• _WHAT YOU ARE ASKED TO DO_: Without including any pictures, write out all the entries exactly.

• • • • • • •

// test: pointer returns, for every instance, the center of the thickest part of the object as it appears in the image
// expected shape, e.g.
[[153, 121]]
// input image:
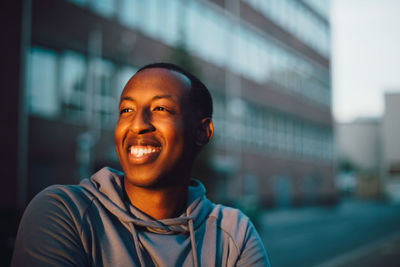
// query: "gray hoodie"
[[93, 224]]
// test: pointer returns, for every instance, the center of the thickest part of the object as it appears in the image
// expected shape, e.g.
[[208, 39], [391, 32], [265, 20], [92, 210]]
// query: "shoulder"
[[233, 222], [238, 228]]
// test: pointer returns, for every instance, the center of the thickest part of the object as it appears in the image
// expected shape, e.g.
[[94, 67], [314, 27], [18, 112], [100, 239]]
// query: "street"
[[329, 236]]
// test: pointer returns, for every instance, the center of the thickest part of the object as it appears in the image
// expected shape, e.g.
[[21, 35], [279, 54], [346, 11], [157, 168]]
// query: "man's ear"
[[204, 132]]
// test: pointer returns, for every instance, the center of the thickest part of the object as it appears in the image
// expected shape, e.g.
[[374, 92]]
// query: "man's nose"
[[142, 122]]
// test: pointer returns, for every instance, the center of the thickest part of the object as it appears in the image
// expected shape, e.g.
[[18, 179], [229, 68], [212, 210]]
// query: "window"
[[73, 84], [42, 83]]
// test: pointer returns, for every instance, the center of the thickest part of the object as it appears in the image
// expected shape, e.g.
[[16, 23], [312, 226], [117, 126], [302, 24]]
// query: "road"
[[325, 236]]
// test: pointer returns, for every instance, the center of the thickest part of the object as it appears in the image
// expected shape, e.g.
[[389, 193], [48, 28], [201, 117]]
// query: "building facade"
[[267, 64]]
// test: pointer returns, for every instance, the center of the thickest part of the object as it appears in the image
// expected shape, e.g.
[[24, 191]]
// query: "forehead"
[[157, 81]]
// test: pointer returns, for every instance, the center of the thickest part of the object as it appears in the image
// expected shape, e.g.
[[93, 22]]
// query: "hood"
[[107, 186]]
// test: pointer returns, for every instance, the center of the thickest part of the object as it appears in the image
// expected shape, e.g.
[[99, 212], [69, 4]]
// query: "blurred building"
[[391, 146], [267, 64], [358, 151], [369, 150]]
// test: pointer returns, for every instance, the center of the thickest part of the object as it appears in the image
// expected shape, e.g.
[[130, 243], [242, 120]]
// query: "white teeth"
[[139, 151]]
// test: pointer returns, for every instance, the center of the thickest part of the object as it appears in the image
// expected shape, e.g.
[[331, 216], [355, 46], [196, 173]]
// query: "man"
[[153, 214]]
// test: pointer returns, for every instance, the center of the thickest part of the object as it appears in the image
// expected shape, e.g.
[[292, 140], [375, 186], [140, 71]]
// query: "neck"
[[158, 203]]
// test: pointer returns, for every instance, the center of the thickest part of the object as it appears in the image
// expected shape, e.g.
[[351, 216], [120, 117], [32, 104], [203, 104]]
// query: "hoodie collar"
[[106, 186]]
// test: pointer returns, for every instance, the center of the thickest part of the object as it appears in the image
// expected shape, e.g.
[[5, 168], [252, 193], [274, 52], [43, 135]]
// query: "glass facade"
[[58, 86], [236, 45], [266, 131], [60, 83]]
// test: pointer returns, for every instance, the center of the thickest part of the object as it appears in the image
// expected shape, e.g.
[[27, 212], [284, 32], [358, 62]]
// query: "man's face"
[[153, 137]]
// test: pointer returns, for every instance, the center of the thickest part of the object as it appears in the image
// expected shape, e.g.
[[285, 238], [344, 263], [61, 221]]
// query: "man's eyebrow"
[[173, 98], [126, 98]]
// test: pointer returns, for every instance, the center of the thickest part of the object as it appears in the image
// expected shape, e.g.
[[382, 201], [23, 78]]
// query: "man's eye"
[[125, 110]]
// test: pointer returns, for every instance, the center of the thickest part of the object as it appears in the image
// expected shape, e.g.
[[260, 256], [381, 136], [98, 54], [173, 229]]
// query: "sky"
[[365, 56]]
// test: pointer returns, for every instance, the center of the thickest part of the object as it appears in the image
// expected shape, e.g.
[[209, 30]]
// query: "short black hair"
[[199, 94]]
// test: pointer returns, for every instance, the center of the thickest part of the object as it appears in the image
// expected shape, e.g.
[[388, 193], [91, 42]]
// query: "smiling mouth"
[[142, 151]]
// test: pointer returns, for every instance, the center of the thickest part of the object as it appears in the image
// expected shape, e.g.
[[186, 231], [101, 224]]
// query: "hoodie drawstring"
[[137, 245], [193, 242]]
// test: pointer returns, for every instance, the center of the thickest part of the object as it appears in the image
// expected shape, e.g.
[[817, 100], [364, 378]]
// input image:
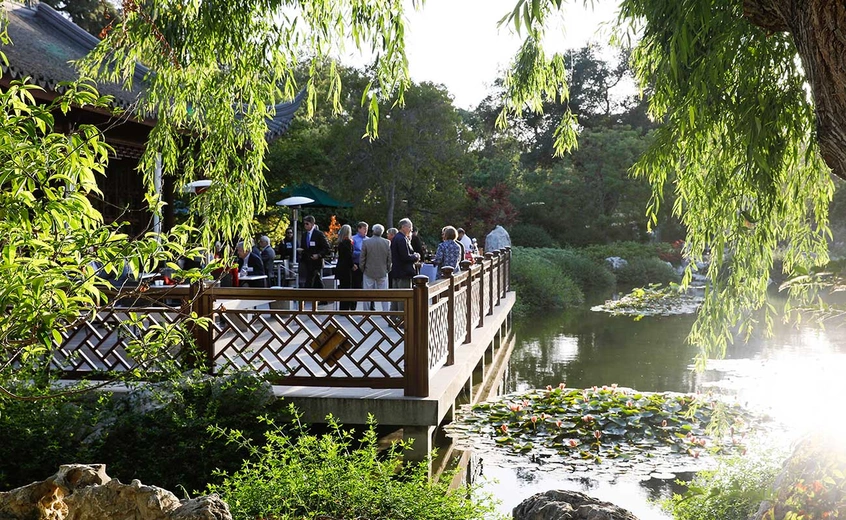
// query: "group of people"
[[364, 262]]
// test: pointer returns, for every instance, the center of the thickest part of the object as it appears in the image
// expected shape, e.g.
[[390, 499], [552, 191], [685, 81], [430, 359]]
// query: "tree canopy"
[[749, 148]]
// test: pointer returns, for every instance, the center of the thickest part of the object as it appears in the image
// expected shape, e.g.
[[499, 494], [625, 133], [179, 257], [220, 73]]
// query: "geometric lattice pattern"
[[281, 342], [320, 347], [438, 333], [461, 301], [100, 345]]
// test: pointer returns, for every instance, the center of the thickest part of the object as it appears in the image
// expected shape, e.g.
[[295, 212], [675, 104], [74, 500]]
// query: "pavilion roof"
[[44, 43]]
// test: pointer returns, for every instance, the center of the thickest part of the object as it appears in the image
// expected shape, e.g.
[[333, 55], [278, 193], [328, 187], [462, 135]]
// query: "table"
[[430, 271], [284, 272]]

• • • • • • •

• _RESULT OF THIS TASK_:
// test: pointer returns, for every instance, the center of the thickest part of the object as it appears in the image
// expected shape, e.g.
[[153, 121]]
// input image:
// query: "gray hoodie"
[[93, 224]]
// test: pointer returns, for every instance, the center of the thickest part of the object as it appears in the image
// expected shape, e.g.
[[208, 39], [391, 32], [265, 20], [92, 210]]
// query: "shoulder"
[[233, 222], [238, 228]]
// test: pointer returns, for every instance, the center of the thickest part of the object as it appears in the image
// expected shape, e.g.
[[94, 67], [314, 27], [18, 112], [100, 239]]
// query: "street"
[[329, 236]]
// test: pointer returns, for every instance, the center of the thickest part of the object as it appears in the image
// expected shape, e.g.
[[21, 35], [279, 54], [346, 11], [157, 168]]
// query: "man's ear"
[[204, 132]]
// test: pointer returns, for every instance, the center of the thickest part of the object as it appears in the image
// expected shape, e.g.
[[374, 92]]
// query: "man's nose"
[[142, 122]]
// test: pointer returns, for every instance, the center of the thickest part of the object as it appears in the image
// expected shape, e.g.
[[18, 179], [229, 68], [212, 210]]
// query: "window"
[[73, 84], [42, 83]]
// test: pointer returns, for every instance, the center of the thickest part of the object as it appears in the image
// expected shape, e.g.
[[16, 23], [312, 226], [117, 126], [302, 24]]
// query: "road"
[[325, 236]]
// test: pointer returns, for every instance, the center of the thickest part of the object as it appears in the image
// expected shape, e.g.
[[389, 193], [48, 28], [201, 117]]
// query: "building facade"
[[267, 64]]
// test: pointer returns, for every instance, the center of the thickest part of the object as it appears in the image
// expected shape, e.g.
[[24, 191]]
// query: "forehead"
[[157, 81]]
// test: pointer returns, for every instance, the center of the thickest part of the object as it appears in the image
// expected shape, e.g.
[[93, 22]]
// query: "hood"
[[107, 186]]
// test: pointer returns, for every instance, the center of the thickest part of the object as it appears in the image
// expected shape, e.g.
[[99, 212], [69, 4]]
// query: "blurred building"
[[391, 146], [267, 64], [358, 151], [369, 150]]
// test: pointer returns, for every instance, the center of the thickest part of the object as it appears in the image
// expected shape, e.g.
[[130, 243], [242, 120]]
// query: "white teeth"
[[139, 151]]
// test: pointer returns, for every instance, the center of the thickest part of the object as it appears in the image
// expected shape, e.g.
[[331, 216], [355, 46], [196, 173]]
// query: "man"
[[153, 214]]
// test: pointer returns, for every instance, the center of the thickest part of the object as it appears in the image
// expected shape, e.g.
[[292, 140], [375, 186], [140, 71]]
// query: "neck"
[[158, 203]]
// test: pointer returns, for every instance, the center of the thickest part of the object as it appears in the image
// expected shape, e.g.
[[351, 216], [120, 117], [32, 104], [203, 104]]
// query: "hoodie collar"
[[106, 186]]
// test: pointer returns, for every instance, the center of the thickest part of the object as it appears in the image
// expected shape, e.g.
[[5, 168], [252, 193], [274, 52], [43, 135]]
// query: "glass facade"
[[58, 86], [236, 45], [266, 131], [60, 83]]
// test: pointer returns, for every instance, the center of the thickest part of the object as it appears in the image
// expected shape, e.g.
[[27, 212], [284, 32], [358, 62]]
// query: "man's face"
[[153, 137]]
// test: pointer returns, for every instance, the center of the thickest part of the object as it appears in the image
// expected shape, e.g.
[[285, 238], [344, 263], [61, 221]]
// query: "man's eyebrow"
[[173, 98], [126, 98]]
// test: pointer returns, for every instance, the center of the thickest part of the object as it appears in the image
// expected shape, e.g.
[[382, 201], [23, 78]]
// query: "man's eye"
[[125, 110]]
// test: pointer returns, for every instance, the center of the thickest part of the object as it appears in the image
// expected shape, e.g.
[[260, 256], [381, 136], [98, 54], [173, 229]]
// query: "sky"
[[365, 56]]
// test: pointer returns, for every instance, the center of the thickest part of the object as it appears in the image
// expected shape, e.g.
[[209, 30]]
// query: "short black hair"
[[199, 94]]
// test: pointer returns, for every instance, the center of the thickest part of the object as it appears in the image
// expected shape, e.g.
[[388, 193], [91, 42]]
// query: "smiling mouth"
[[142, 151]]
// test: pointer returns, for every instance, the center of the thickest part of the object as it appears in the image
// expected shape, e.g.
[[186, 231], [101, 224]]
// query: "hoodie drawstring"
[[137, 245], [193, 242]]
// test: pointer returns, for every instance, the center of the thickest part of the object as it appears in the image
// expected shape, e.g.
[[817, 100], [364, 378]]
// input image:
// query: "group of people"
[[364, 262]]
// test: pointer returns, for every instance, the center of the thickest part of the object as it appears in the image
// expected shape, e.g.
[[390, 499], [552, 191], [685, 81], [430, 359]]
// query: "tree canopy"
[[749, 148]]
// test: pointer returns, for every instance, the center of the thickest part of the object as it appears in the image
// expected shape, e.g.
[[499, 494], [625, 133], [179, 257], [220, 73]]
// query: "geometric lattice pattern"
[[281, 342], [320, 347], [438, 333], [461, 301], [100, 345]]
// test: pointer returns, for every instance, the center of the thickest part of the object as it appears in the image
// expected shape, e.g.
[[295, 212], [675, 104], [74, 500]]
// query: "pavilion roof"
[[44, 43]]
// test: pointer returns, for every instance, the center of the thickest part of the object as it appears in the image
// expected shape, e.g.
[[333, 55], [278, 193], [328, 187], [462, 135]]
// query: "table"
[[430, 271], [284, 272]]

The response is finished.